■ **記述課題 1**:
下に続くエントリの中から、文字列「woman」を含む行をすべて抜き出して示してください。大文字と小文字の違いも区別すること。

■ **引用文**:
════════════════════
~自立『4』~
崩落『2』
いままで続けていたバイトをすべてやめ、新居近くのパチンコ店で新たにバイトを始めた
そこでは、今まで自分のような人間には縁のなかった、髪を明るく染め上げた華やかな女性が数人働いていた
全能感に酔っていた自分は、いまや自分も自立した大人の男性、自分にも権利があるはずだと、必死に滑稽なアピールをはじめた
当然相手にされることはなく、ときに小馬鹿に、ときに気味悪がられながら、あしらわれ続けた
彼女たちは、必死に話しかける自分を無視して、やり手の若い社員さんといつも嬉しそうに話していた
仕事が終わり、やれ食事に行こう、飲みに行こうと談笑しながら出て行く後ろ姿を、いつも恨めしいような気持で見送っていた
親元にいた最後の頃、バイト先の先輩と、その親友のパチプロさんから、ボーダー理論を教えてもらっていた
そのパチプロさんの通うお店で回る台を教えてもらい、それを打たせて貰えたことによって、理論が正しいことをぼんやりと実感できた
収支の方は、そうしたときにプラスを重ね、地元に帰っては、一人前にパチプロ面しながらアイてもいない台を何台もカニ歩きし、ムラで回った台にしがみついては、増やしたり減らしたりしていた
トータルはおこぼれに預かっていたおかげで、わずかながらもプラス
そのため、セミプロのような気持でいた
「時間と種銭に余裕があれば」
そう考えていた
生活が落ち着き次第、バイトをやめてパチプロになろうと心に決めていたが、バイト先でうまく立ち回れなかったことや、女性に相手にされない苛立ちが重なり、いまだ生活の基軸が出来ていないにもかかわらず、バイトあがりのパチンコ屋通いが始まった
バイトは早番がほとんどだったため、パチプロさんのお店には行けなかった
行っても、「夕方からでは負けるからやめとけ」と諫められて打てないのだ
そこまで厳格にしなくても負けないんじゃないか、という反発する気持がずっとあった
だから、地元のお店はもっとキツいルールであったけれど、勝負した
ボーダー理論は頭に入っていたし、実感もできたが、同時にパチプロさんが口酸っぱく否定していた、
「ハマった台を打てばその分が余計に戻ってくるんじゃないか」
════════════════════
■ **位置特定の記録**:
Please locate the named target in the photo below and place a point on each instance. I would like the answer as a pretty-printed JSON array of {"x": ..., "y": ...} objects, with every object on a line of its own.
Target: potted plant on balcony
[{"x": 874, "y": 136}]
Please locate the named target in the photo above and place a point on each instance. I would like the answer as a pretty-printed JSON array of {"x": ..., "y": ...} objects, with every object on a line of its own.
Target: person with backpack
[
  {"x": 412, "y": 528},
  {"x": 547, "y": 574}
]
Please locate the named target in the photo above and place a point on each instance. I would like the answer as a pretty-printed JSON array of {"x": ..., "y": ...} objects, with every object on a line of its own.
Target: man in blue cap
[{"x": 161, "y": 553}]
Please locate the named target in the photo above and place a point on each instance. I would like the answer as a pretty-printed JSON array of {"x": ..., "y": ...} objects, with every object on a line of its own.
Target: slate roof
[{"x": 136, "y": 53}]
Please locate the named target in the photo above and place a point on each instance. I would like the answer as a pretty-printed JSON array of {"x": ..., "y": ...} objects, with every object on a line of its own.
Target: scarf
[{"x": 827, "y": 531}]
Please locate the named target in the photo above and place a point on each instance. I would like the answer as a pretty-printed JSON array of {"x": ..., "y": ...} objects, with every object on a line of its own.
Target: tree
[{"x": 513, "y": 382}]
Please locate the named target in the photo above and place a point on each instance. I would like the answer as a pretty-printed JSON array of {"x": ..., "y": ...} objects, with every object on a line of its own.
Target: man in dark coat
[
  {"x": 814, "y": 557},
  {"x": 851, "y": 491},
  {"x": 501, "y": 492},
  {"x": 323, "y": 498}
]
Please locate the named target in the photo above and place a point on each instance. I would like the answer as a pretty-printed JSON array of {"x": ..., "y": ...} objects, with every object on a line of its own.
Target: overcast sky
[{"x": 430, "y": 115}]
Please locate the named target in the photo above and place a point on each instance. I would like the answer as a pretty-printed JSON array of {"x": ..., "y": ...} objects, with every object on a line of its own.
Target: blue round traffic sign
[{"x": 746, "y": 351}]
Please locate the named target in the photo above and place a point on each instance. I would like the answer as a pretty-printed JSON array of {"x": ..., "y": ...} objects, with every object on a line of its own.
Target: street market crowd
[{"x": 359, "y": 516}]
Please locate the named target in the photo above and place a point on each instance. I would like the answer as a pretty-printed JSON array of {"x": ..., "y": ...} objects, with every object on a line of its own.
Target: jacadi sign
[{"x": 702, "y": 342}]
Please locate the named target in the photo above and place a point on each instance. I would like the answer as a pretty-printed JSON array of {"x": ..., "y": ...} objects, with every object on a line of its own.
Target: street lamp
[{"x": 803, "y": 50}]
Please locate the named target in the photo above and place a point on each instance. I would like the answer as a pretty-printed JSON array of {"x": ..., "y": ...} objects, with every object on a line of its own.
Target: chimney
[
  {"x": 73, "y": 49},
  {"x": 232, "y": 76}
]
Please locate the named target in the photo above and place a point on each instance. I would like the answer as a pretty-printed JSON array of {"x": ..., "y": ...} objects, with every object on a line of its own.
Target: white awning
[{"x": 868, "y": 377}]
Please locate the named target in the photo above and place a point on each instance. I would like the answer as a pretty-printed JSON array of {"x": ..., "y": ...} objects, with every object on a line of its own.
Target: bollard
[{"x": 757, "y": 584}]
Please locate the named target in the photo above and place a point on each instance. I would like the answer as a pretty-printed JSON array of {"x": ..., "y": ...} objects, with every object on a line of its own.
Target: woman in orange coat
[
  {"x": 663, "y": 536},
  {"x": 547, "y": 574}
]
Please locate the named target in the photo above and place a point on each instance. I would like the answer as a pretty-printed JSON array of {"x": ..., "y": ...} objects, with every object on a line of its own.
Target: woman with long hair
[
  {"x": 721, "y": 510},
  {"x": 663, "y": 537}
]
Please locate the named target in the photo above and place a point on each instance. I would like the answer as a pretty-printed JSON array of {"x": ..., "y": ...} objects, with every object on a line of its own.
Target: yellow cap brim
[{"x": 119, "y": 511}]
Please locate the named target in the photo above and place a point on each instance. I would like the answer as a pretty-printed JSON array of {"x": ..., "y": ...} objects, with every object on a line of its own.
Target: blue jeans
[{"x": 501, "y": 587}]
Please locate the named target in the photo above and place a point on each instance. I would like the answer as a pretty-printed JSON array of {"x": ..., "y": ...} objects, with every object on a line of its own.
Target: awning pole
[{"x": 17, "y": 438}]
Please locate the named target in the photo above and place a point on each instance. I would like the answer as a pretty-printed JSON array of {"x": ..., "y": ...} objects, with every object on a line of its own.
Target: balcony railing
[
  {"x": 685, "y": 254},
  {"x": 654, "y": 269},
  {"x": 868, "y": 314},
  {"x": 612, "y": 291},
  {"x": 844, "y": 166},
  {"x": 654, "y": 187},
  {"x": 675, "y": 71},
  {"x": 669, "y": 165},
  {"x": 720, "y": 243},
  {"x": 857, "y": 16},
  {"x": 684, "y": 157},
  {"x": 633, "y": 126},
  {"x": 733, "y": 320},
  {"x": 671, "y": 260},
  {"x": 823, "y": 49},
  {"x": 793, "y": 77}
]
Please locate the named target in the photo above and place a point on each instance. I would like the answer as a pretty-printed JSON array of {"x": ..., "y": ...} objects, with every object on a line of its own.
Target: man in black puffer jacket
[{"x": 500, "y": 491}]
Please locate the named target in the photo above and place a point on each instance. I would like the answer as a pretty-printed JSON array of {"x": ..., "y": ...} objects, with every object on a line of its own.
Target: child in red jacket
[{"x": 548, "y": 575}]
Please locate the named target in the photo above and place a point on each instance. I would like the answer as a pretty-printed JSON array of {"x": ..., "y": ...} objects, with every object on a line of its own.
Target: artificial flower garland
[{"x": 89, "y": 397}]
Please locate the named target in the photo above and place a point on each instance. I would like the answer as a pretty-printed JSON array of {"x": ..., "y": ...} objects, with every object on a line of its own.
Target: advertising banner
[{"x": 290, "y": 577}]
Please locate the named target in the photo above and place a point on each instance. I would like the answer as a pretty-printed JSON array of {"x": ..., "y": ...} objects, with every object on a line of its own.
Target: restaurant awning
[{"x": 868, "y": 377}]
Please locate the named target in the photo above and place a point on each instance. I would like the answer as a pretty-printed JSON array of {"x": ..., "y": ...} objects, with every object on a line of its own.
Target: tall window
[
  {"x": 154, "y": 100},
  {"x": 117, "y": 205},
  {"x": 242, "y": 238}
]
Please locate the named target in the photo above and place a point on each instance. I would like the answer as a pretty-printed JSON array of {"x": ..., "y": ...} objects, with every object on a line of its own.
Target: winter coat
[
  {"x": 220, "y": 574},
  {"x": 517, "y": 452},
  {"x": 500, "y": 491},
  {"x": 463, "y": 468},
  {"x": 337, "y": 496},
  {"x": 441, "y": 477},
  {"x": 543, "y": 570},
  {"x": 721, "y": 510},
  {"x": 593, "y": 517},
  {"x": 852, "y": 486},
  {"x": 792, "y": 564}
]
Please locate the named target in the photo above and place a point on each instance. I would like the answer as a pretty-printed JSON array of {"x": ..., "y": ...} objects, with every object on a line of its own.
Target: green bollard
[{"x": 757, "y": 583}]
════════════════════
■ **記述課題 2**:
引用文の内容をもとに、次の問いに答えよ。
(a) 新居近くで新たに始めたバイトの勤め先はどこか。
(b) ボーダー理論を教えてくれたのは誰か。
(c) パチプロさんのお店に行けなかったのは、バイトがどうだったためか。

■ **解答 1**:
Target: woman in orange coat
Target: woman with long hair

■ **解答 2**:
(a) パチンコ店
(b) バイト先の先輩と、その親友のパチプロさん
(c) バイトは早番がほとんどだったため